▶ **Task inputs**:
------------------------------------------------

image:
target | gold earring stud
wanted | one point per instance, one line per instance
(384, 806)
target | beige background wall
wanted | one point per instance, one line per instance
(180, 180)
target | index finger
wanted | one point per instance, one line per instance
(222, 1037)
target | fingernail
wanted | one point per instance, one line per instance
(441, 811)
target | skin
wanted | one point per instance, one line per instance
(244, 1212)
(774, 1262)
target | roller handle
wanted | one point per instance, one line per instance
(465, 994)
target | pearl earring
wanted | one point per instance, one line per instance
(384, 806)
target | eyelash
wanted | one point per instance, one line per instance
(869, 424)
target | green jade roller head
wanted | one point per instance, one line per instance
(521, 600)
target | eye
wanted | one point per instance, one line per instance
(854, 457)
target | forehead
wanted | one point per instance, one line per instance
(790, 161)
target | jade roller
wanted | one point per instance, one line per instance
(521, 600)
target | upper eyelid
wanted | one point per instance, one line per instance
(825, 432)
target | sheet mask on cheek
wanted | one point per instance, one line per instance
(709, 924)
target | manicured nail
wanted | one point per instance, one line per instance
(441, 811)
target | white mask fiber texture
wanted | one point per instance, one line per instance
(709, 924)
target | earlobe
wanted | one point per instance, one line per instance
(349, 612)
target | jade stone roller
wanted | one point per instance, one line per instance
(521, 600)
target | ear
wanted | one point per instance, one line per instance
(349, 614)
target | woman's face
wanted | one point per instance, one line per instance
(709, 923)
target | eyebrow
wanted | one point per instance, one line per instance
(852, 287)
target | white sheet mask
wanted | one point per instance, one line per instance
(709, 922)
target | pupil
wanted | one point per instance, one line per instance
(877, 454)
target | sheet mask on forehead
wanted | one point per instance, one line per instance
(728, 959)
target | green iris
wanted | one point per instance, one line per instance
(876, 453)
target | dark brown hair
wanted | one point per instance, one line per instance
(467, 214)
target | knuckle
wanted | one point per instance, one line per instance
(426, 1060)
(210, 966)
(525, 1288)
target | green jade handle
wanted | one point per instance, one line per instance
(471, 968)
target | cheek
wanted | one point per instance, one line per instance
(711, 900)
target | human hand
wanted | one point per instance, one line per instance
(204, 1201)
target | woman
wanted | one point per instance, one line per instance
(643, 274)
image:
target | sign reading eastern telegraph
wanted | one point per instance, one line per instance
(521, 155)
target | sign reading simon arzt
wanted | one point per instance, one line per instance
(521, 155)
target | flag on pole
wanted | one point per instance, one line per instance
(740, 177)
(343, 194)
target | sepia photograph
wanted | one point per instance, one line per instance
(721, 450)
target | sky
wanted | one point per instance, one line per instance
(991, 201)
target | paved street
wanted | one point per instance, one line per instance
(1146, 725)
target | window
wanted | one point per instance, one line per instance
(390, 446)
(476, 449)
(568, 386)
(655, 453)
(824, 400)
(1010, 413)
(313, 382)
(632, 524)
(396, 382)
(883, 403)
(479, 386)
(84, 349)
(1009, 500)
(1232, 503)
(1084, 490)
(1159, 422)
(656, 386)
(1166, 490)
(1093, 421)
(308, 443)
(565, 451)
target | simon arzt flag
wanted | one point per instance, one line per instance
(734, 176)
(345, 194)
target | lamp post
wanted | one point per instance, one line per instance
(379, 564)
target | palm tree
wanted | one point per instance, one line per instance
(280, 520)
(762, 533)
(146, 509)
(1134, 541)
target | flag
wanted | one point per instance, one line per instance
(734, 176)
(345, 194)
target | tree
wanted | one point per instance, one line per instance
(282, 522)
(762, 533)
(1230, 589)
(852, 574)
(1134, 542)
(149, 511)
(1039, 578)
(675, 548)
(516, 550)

------------------------------------------------

▶ **Written problem**: Could you pull every line out of the material above and reproduce each one word for word?

▶ **Task solution**:
image:
target | gold earring stud
wanted | one point per instance, one line per instance
(384, 806)
target | beige background wall
wanted | one point per instance, one line per instance
(180, 180)
target | index finger
wanted | one point per instance, one line per instance
(222, 1037)
target | fingernail
wanted | one point per instance, one line per instance
(441, 811)
target | skin
wanted | one point per instance, one line per instance
(244, 1212)
(774, 1262)
target | roller handle
wanted | one point per instance, one line per instance
(465, 994)
target | pearl earring
wanted | one point per instance, one line per instance
(384, 806)
target | eyelash
wanted | one point per instance, one line per instance
(869, 424)
target | green jade roller head
wanted | one point per instance, one line per instance
(521, 600)
target | eye
wanted | one point per instance, one line per instance
(854, 457)
target | forehead
wanted | one point per instance, one line per instance
(790, 161)
target | jade roller
wanted | one point per instance, one line per instance
(521, 600)
target | upper eyelid
wanted | one point per instance, one line per instance
(825, 432)
target | sheet mask on cheek
wanted | one point per instance, one line per instance
(709, 924)
target | manicured nail
wanted | one point per instance, one line per instance
(441, 811)
target | white mask fiber texture
wanted | one point per instance, one line per instance
(709, 924)
target | earlobe
wanted | one point per instance, one line per instance
(349, 612)
target | jade stone roller
wanted | one point per instance, one line per instance
(521, 600)
target | ear
wanted | one point per instance, one line per instance
(349, 614)
target | woman's face
wanted | one point per instance, one line per instance
(709, 923)
target | eyebrow
wanted | one point per instance, one line per instance
(852, 287)
target | white sheet mask
wanted | one point per instance, one line per instance
(709, 922)
target | pupil
wanted | one point per instance, one line per instance
(877, 454)
target | sheet mask on forehead
wanted | one point per instance, one line per instance
(728, 959)
target | green iris
wanted | one point per instance, one line per instance
(876, 453)
target | dark brown hair
wanted | one point per instance, one line per instance
(467, 214)
target | knuckle
wanted | one point per instance, one line per instance
(426, 1060)
(210, 966)
(525, 1288)
target | green jade handle
wanted | one point per instance, one line per instance
(471, 968)
target | cheek
wanted | one point per instance, one line per instance
(711, 900)
target | human hand
wanted | one point per instance, one line per instance
(204, 1201)
target | woman
wanted | one point per instance, one line per instance
(643, 274)
image:
target | sign reading eastern telegraph
wanted | one point per instance, one line per instance
(521, 155)
target | sign reading simon arzt
wanted | one point per instance, one line per instance
(521, 155)
target | flag on pole
wanted | one point per instance, one line per instance
(740, 177)
(343, 194)
target | sepia photograph
wanted | one point per instance, one line per instance
(721, 450)
target | sky
wanted | one point per instance, one line per instance
(991, 201)
target | paved street
wanted | one point per instance, one line per instance
(1146, 725)
target | window
wanted | one point per instance, one line per instance
(390, 446)
(476, 449)
(568, 386)
(655, 453)
(824, 400)
(1010, 413)
(313, 382)
(632, 524)
(396, 382)
(883, 403)
(479, 386)
(84, 349)
(1009, 500)
(1232, 503)
(1084, 490)
(1159, 422)
(656, 386)
(1166, 490)
(1093, 421)
(308, 443)
(565, 451)
target | simon arzt flag
wanted | one point per instance, one line per instance
(734, 176)
(345, 194)
target | lamp post
wanted | one point per instance, one line per instance
(379, 564)
target | palm tree
wanted | one point per instance, one line per instance
(280, 520)
(762, 533)
(146, 509)
(1134, 541)
target | flag
wanted | one point per instance, one line per instance
(734, 176)
(345, 194)
target | tree
wanted | one point per instance, one line per instance
(282, 522)
(762, 533)
(1230, 589)
(852, 574)
(1134, 542)
(149, 511)
(1039, 578)
(675, 548)
(516, 550)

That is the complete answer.